- [PASSAGE]
The Company is exposed to market risks from changes in raw material and energy costs, interest rates, and foreign currency exchange rates.  To reduce such risks, the Company may periodically use financial instruments.  Hedging transactions are authorized and executed pursuant to policies and procedures.  Further, the Company does not buy or sell financial instruments for trading purposes.  A discussion of the Company’s accounting for derivative instruments and hedging activities is included in the Summary of Significant Accounting Policies in the Notes to Consolidated Financial Statements.

Cost and Availability of Raw Materials and Energy

Raw materials, primarily copper and brass, represent the largest component of the Company’s variable costs of production.  The cost of these materials is subject to global market fluctuations caused by factors beyond the Company’s control.  Significant increases in the cost of metal, to the extent not reflected in prices for the Company’s finished products, or the lack of availability could materially and adversely affect the Company’s business, results of operations and financial condition.

The Company occasionally enters into forward fixed-price arrangements with certain customers.  The Company may utilize futures contracts to hedge risks associated with forward fixed-price arrangements.  The Company may also utilize futures contracts to manage price risk associated with inventory.  Depending on the nature of the hedge, changes in the fair value of the futures contracts will either be offset against the change in fair value of the inventory through earnings or recognized as a component of comprehensive income and reflected in earnings upon the sale of inventory.  Periodic value fluctuations of the contracts generally offset the value fluctuations of the underlying fixed-price transactions or inventory.  At year-end, the Company held open futures contracts to purchase approximately $3.5 million of copper over the next twelve months related to fixed-price sales orders and open contracts to sell $26.9 million of copper related to inventory.

Futures contracts may also be used to manage price risk associated with natural gas purchases.  The effective portion of gains and losses with respect to these positions are deferred in equity as a component of comprehensive income and reflected in earnings upon consumption of natural gas.  Periodic value fluctuations of the contracts generally offset the value fluctuations of the underlying natural gas prices.  There were no open contracts to purchase natural gas at December 26, 2009.

- [JOB A] In the market risk passage, which raw materials make up the largest component of the Company's variable costs of production?

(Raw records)
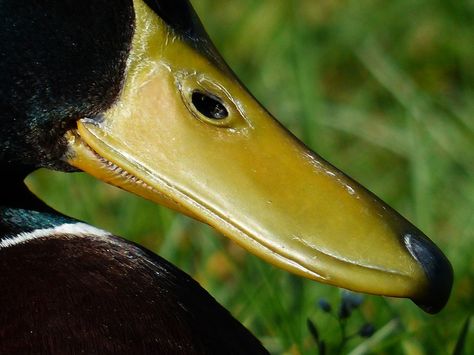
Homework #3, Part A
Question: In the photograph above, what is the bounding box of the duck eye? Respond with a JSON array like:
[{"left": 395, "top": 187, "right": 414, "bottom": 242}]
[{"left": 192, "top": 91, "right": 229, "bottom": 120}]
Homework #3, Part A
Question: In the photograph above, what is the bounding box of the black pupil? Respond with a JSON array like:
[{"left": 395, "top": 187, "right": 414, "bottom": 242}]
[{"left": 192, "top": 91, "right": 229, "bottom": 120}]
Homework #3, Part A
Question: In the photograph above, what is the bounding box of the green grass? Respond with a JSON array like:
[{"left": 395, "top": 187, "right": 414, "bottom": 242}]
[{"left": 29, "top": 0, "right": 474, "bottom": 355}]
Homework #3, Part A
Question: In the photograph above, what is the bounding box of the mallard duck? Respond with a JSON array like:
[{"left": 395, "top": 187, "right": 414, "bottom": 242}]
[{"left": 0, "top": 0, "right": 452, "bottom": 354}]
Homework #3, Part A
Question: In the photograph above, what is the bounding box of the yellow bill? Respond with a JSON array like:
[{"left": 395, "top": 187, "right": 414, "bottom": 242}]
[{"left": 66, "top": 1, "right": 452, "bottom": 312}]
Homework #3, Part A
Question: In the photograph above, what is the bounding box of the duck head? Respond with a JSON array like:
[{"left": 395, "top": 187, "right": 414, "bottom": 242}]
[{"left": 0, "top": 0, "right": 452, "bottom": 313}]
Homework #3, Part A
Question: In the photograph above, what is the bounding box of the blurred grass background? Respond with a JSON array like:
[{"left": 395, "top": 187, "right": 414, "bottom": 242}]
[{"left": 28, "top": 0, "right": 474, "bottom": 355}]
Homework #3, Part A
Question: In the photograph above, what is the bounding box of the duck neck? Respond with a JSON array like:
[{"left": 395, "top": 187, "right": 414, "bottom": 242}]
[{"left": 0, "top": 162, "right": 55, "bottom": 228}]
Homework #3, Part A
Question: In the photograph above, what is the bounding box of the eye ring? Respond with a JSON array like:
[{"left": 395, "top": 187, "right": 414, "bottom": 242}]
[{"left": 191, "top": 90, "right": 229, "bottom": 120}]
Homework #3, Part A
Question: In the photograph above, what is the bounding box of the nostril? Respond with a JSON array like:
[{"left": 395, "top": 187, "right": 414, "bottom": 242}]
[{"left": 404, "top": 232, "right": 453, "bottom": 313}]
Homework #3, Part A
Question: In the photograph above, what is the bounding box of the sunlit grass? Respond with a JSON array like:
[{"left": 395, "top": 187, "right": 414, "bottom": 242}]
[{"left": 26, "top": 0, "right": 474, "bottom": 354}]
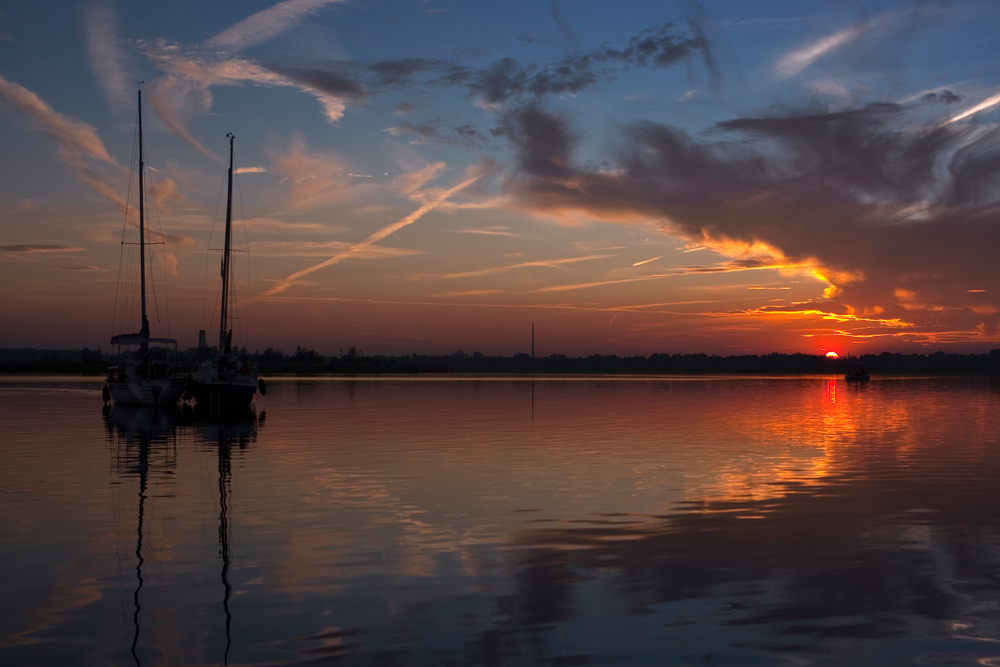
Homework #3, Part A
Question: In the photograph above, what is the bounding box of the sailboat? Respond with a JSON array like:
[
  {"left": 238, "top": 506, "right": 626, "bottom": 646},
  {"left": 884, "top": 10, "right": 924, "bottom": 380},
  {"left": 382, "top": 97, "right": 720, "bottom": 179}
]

- [JOB B] Count the lines of the listing that contain the string "duck" and give only the number.

- [FINAL RESULT A] Copper and brass.

- [FINAL RESULT B] 4